— begin Supplied data —

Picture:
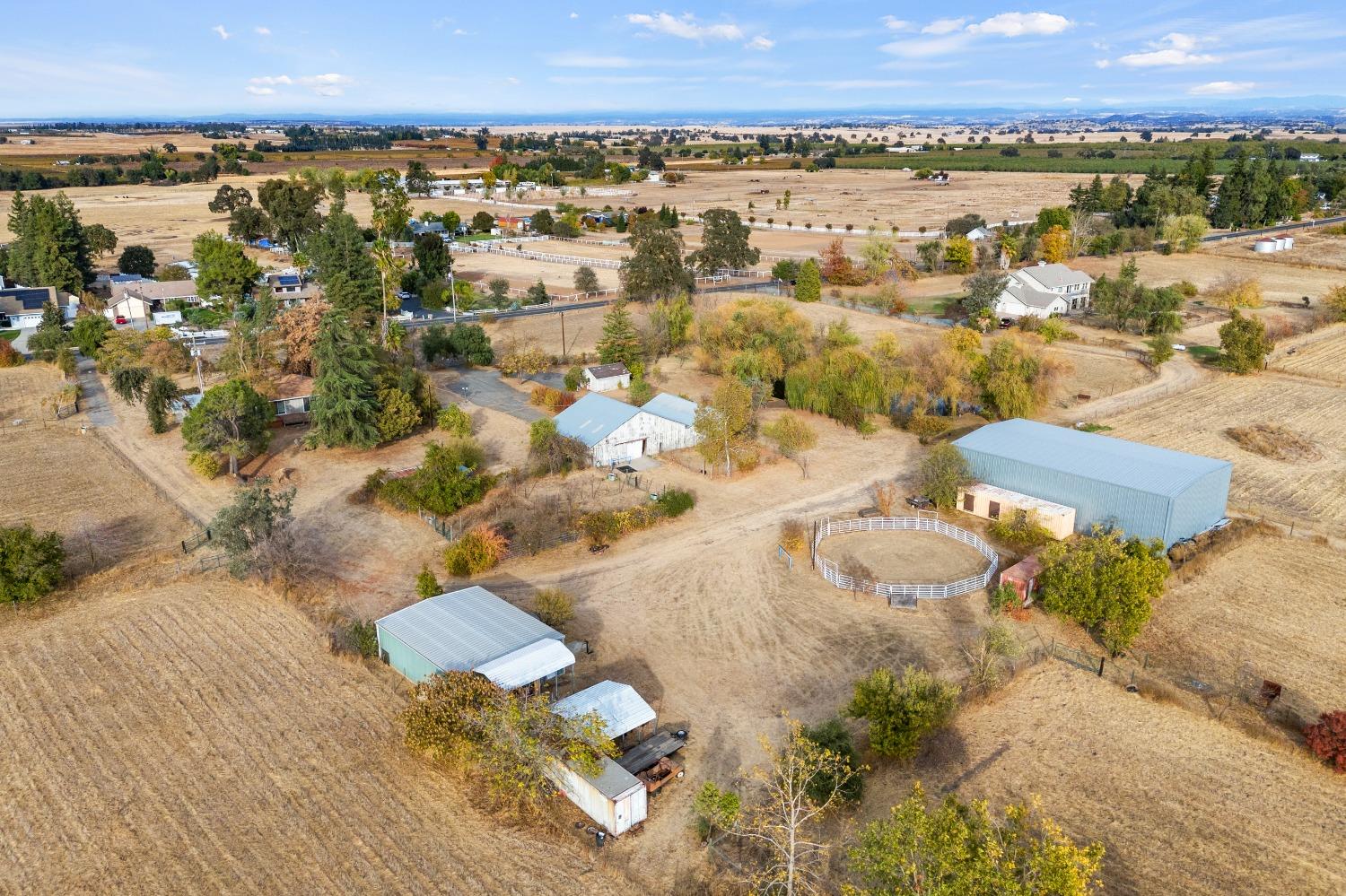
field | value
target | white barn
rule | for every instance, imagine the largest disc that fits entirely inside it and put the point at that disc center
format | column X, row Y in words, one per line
column 607, row 377
column 616, row 432
column 1044, row 291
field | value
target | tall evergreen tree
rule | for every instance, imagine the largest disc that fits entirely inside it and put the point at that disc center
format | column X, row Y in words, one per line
column 345, row 406
column 619, row 341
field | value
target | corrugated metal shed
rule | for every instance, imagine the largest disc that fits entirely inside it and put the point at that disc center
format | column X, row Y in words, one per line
column 533, row 662
column 621, row 708
column 594, row 417
column 465, row 629
column 672, row 408
column 1143, row 490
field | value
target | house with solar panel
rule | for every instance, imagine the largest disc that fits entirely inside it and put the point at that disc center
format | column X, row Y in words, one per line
column 473, row 630
column 1143, row 490
column 616, row 432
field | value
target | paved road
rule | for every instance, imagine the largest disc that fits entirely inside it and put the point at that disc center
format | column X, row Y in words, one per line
column 485, row 387
column 93, row 398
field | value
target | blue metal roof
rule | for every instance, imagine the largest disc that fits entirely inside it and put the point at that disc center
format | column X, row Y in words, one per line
column 1130, row 465
column 672, row 408
column 594, row 417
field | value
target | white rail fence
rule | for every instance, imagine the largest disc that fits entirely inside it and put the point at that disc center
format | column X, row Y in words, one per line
column 902, row 595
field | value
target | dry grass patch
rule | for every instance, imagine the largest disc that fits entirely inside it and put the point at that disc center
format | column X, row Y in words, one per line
column 198, row 737
column 1275, row 441
column 1308, row 491
column 1170, row 796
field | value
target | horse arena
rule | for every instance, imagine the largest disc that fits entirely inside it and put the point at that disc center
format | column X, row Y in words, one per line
column 917, row 559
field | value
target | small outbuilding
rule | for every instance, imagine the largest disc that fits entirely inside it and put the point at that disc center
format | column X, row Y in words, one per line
column 616, row 432
column 473, row 630
column 1143, row 490
column 607, row 377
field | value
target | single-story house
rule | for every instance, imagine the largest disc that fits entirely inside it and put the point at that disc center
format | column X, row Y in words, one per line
column 1044, row 291
column 21, row 307
column 614, row 798
column 293, row 400
column 990, row 502
column 473, row 630
column 616, row 432
column 607, row 377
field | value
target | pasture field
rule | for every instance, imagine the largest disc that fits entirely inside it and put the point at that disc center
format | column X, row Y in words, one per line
column 1311, row 491
column 1219, row 627
column 1321, row 355
column 198, row 737
column 1171, row 796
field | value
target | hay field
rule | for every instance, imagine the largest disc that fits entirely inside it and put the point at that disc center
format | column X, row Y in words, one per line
column 1268, row 608
column 1321, row 355
column 1182, row 804
column 198, row 737
column 1195, row 420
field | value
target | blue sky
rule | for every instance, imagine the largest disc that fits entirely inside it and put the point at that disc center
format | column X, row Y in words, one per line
column 344, row 57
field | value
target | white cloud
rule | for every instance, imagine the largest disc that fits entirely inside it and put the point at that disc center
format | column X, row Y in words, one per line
column 1222, row 88
column 589, row 61
column 1014, row 24
column 1171, row 50
column 686, row 27
column 944, row 26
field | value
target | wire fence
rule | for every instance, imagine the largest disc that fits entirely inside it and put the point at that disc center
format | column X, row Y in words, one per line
column 901, row 594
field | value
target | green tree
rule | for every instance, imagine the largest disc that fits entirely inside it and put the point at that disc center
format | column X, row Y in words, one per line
column 654, row 268
column 231, row 420
column 724, row 242
column 345, row 405
column 30, row 562
column 101, row 239
column 958, row 849
column 586, row 280
column 425, row 584
column 809, row 284
column 50, row 247
column 293, row 206
column 223, row 268
column 944, row 473
column 619, row 344
column 1104, row 581
column 1244, row 344
column 137, row 260
column 1184, row 233
column 902, row 710
column 252, row 525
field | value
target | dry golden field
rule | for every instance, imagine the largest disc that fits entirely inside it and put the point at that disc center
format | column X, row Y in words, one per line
column 1181, row 804
column 197, row 737
column 1321, row 355
column 1310, row 491
column 1268, row 608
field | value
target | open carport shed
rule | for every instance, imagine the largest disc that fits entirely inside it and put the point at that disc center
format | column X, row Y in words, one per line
column 1143, row 490
column 473, row 630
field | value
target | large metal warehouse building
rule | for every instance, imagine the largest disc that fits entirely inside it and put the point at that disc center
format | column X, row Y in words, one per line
column 1143, row 490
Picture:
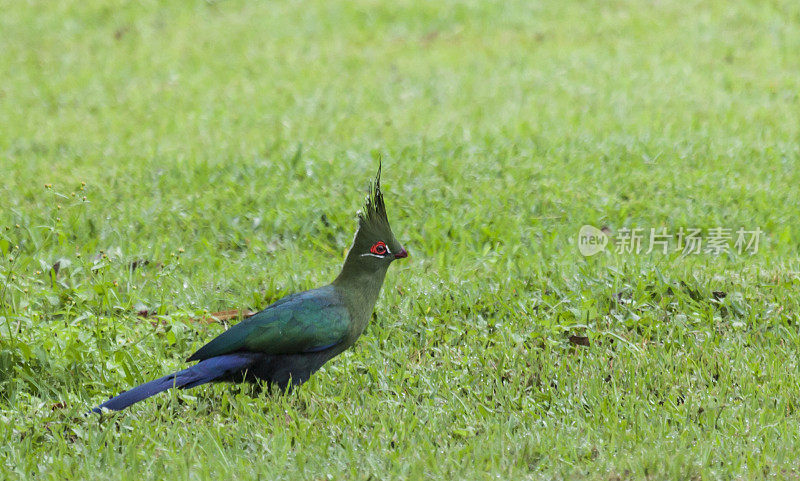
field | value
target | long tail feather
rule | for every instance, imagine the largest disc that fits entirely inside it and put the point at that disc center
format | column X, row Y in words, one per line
column 201, row 373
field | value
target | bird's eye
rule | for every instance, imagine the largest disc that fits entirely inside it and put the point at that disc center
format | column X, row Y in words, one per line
column 379, row 248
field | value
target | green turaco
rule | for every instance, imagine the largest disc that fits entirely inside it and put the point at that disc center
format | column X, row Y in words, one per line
column 292, row 338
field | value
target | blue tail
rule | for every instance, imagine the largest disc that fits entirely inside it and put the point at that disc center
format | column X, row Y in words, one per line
column 201, row 373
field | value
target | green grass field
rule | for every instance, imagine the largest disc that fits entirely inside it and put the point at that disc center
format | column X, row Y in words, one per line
column 210, row 155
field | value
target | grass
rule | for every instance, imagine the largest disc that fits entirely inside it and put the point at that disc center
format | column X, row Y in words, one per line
column 223, row 147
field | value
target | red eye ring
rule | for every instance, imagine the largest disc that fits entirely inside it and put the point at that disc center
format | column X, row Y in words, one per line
column 379, row 248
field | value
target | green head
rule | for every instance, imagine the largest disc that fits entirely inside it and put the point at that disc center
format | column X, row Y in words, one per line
column 374, row 246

— end Supplied data —

**Given task:** Report each line of the entries above that contains the word "shed", copying every such line in full.

**Written solution:**
target | corrugated metal shed
target | open carport shed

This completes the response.